## PROMPT
Return every line below in which "shorts" appears.

## THE INPUT
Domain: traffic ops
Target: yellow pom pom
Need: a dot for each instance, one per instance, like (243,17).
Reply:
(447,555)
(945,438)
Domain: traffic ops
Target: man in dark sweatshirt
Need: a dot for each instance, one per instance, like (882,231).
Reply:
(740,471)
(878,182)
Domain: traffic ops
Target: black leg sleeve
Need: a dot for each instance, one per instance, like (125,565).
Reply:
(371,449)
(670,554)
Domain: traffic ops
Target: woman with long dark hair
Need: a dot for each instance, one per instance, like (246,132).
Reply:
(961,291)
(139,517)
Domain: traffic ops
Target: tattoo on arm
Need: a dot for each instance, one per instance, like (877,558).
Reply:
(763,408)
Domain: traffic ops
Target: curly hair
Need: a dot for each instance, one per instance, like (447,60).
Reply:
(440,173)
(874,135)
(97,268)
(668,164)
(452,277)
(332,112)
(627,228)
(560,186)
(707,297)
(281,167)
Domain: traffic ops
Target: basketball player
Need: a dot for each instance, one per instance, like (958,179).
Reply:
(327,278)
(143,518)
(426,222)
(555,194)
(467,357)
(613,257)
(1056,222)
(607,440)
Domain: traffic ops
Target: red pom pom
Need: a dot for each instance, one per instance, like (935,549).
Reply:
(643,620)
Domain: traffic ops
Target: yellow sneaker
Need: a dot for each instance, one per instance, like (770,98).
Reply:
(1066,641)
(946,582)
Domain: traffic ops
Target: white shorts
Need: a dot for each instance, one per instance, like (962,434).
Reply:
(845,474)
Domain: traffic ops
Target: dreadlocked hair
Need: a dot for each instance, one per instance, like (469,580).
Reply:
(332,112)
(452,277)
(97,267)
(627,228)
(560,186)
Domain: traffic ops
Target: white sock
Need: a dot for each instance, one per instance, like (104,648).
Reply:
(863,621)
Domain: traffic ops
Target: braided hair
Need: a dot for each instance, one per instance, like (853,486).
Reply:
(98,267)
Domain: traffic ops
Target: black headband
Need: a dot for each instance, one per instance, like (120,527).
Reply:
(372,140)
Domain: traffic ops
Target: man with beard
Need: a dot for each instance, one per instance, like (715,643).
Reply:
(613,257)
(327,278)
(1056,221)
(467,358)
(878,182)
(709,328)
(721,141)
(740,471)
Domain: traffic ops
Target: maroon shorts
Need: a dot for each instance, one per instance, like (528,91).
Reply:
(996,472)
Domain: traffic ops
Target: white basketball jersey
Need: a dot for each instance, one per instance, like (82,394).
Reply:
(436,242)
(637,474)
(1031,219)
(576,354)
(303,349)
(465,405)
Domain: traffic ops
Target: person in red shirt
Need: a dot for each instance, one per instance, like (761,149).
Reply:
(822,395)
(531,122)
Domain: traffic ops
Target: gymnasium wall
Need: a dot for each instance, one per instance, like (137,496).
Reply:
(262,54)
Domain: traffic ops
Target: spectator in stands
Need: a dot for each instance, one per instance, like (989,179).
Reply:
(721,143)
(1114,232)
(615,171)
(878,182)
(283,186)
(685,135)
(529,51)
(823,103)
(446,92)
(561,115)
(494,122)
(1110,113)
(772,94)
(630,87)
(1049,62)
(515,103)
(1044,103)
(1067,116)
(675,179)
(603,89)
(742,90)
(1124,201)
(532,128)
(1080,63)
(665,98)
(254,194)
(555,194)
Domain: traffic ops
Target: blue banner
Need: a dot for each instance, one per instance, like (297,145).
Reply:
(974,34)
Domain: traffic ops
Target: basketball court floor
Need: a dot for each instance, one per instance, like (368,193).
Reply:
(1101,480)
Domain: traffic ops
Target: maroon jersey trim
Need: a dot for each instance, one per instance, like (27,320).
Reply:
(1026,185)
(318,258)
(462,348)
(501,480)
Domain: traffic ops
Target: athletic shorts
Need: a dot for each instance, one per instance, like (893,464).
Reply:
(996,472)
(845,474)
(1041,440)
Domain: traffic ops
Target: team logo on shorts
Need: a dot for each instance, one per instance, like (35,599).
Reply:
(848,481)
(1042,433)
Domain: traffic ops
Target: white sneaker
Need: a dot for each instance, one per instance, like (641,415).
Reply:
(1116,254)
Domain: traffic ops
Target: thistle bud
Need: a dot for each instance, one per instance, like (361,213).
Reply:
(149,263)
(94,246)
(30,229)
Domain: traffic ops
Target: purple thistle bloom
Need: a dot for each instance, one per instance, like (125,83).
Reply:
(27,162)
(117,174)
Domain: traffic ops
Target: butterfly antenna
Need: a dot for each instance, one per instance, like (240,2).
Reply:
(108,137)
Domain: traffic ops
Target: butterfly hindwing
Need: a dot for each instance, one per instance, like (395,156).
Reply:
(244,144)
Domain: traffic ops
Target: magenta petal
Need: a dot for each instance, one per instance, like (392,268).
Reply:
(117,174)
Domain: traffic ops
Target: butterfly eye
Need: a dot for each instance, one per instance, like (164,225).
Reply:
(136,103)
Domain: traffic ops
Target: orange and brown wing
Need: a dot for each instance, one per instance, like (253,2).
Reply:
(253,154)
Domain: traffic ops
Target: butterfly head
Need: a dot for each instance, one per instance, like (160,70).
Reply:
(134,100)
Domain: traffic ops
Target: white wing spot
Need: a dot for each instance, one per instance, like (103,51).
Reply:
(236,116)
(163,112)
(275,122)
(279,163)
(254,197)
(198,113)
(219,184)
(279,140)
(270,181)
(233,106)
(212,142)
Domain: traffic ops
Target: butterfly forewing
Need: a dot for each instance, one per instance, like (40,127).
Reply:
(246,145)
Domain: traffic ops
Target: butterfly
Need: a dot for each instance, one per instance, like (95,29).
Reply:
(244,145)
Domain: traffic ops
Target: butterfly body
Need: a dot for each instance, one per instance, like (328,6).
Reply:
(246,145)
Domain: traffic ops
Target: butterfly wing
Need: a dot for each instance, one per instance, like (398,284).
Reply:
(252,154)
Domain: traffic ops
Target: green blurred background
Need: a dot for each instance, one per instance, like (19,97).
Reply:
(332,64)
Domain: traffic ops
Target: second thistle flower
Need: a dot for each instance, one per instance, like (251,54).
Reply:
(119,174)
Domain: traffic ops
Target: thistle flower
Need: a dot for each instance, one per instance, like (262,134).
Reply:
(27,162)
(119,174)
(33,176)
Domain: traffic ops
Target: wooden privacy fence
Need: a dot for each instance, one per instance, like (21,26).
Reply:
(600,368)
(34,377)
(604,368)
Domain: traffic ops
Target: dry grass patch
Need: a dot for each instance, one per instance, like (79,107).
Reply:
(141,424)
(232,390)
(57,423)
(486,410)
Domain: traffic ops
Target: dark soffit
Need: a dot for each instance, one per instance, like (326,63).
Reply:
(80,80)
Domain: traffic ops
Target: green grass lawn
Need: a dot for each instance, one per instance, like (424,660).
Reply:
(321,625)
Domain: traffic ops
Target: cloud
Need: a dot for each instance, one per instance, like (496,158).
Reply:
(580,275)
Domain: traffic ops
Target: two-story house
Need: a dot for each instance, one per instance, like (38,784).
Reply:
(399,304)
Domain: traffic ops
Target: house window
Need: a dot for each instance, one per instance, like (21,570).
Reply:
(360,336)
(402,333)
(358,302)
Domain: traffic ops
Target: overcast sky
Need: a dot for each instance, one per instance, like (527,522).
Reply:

## TASK SOLUTION
Target: white shorts
Target: maroon shorts
Target: athletic shorts
Target: team logo on shorts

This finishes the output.